→ **Data section**
——

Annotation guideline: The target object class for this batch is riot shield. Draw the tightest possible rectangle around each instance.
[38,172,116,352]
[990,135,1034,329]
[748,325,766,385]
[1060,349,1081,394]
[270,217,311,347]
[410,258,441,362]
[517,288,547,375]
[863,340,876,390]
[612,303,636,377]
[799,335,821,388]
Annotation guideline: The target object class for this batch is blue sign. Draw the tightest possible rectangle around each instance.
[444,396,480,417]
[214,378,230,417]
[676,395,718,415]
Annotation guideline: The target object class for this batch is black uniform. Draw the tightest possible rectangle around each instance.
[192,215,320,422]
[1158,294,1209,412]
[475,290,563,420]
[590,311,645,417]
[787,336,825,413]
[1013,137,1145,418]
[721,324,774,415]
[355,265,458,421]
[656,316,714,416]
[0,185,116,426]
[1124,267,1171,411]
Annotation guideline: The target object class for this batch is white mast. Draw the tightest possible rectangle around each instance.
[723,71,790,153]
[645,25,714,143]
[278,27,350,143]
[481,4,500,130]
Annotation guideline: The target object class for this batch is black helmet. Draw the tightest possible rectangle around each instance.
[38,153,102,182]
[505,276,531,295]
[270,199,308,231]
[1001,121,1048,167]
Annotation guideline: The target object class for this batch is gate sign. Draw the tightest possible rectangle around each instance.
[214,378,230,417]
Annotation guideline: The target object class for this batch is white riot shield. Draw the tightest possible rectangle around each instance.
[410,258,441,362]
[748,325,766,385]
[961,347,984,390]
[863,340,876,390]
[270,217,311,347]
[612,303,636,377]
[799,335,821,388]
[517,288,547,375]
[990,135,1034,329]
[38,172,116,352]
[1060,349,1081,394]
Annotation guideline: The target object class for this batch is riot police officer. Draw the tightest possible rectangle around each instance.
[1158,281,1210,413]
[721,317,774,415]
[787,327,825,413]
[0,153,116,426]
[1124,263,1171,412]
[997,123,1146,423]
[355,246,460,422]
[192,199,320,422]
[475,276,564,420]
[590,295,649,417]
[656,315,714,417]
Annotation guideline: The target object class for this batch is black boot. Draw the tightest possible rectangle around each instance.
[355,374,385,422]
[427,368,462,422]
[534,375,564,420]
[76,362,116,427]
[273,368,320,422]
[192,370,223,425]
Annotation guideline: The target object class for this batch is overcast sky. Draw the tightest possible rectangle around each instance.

——

→ **Given problem**
Rewrite the records from the start up to and including the line with "[676,395,718,415]", keeping the requests as they are. Scale each bounding-box coordinate in the answers by 2.35 and round it to a whole number, with halves rounded up.

→ **Result**
Annotation guideline: The target object class for this batch is riot shield. Draw the tightest possible rectangle around each instance.
[89,404,273,827]
[2327,317,2430,773]
[1758,764,1800,905]
[2491,820,2540,926]
[635,510,731,815]
[964,606,1036,851]
[1215,677,1285,881]
[2028,799,2059,917]
[1438,712,1495,886]
[1878,787,1929,912]
Annotation guideline: The target object class for this batch is blue sign. Draw the tightest possible rectangle around each instance.
[1043,931,1128,980]
[503,888,541,980]
[1589,928,1687,975]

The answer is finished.